Recorded data
============================================================

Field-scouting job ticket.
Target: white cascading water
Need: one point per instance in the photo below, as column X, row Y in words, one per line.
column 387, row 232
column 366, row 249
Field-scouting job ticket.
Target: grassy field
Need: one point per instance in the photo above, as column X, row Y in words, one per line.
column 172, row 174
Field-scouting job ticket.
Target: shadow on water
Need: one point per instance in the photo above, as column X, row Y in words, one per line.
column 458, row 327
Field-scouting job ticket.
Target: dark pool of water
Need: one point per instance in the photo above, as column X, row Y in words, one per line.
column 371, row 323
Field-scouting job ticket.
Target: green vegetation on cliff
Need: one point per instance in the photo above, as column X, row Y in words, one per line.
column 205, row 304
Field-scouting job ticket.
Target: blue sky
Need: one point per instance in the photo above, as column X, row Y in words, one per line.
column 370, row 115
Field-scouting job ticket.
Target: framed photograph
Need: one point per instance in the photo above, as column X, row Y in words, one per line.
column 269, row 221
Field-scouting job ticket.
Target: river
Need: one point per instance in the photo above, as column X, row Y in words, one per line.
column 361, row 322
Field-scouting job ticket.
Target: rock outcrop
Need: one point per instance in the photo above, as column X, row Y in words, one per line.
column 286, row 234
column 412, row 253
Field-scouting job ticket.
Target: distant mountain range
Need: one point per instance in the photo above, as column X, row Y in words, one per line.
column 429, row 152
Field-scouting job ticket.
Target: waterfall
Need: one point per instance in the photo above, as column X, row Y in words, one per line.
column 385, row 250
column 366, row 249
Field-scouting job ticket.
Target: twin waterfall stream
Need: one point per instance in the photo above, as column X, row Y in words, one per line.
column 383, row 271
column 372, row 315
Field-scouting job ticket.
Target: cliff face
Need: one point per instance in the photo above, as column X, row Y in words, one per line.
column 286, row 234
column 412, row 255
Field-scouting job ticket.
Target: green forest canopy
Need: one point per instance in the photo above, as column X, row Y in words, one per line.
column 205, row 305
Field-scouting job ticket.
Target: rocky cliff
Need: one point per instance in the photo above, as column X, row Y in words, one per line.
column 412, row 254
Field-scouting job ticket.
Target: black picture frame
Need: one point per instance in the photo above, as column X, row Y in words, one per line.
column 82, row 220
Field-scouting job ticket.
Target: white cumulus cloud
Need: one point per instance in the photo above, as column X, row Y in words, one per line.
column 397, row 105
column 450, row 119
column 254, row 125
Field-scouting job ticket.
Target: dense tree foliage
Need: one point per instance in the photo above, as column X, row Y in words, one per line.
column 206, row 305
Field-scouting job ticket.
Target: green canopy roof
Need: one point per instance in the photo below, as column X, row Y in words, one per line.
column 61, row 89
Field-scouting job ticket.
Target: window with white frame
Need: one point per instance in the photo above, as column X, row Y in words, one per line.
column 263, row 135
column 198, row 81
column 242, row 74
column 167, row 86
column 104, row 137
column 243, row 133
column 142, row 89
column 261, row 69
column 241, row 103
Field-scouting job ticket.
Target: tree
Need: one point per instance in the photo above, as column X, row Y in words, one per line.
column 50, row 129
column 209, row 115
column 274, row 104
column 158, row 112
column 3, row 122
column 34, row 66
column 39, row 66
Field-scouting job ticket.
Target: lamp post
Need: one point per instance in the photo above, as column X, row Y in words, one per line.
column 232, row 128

============================================================

▸ **Exercise requirements**
Restate, word for word and with nothing added, the lines from the beginning of the records above through the line that contains "Target: river".

▸ **Solved problem**
Field-scouting job ticket.
Target: white cascading water
Need: one point per instance in the photo below, as column X, row Y in words, one per line.
column 387, row 232
column 366, row 249
Field-scouting job ticket.
Target: grassy field
Need: one point per instance in the photo above, as column X, row Y in words, one per line.
column 172, row 174
Field-scouting job ticket.
Target: shadow on water
Need: one point per instance in the photo above, as column X, row Y in words, one per line.
column 458, row 327
Field-scouting job ticket.
Target: dark pool of water
Need: one point per instance in the photo above, as column X, row Y in words, one per line.
column 371, row 323
Field-scouting job ticket.
Target: green vegetation on cliff
Need: one point per instance in the photo above, as column X, row Y in words, one per line.
column 205, row 304
Field-scouting job ticket.
Target: blue sky
Need: one point per instance in the photo above, as column X, row Y in words, one per line.
column 370, row 115
Field-scouting job ticket.
Target: framed photograph
Need: one point per instance in the photo above, as column X, row Y in words, one per line.
column 269, row 221
Field-scouting job ticket.
Target: river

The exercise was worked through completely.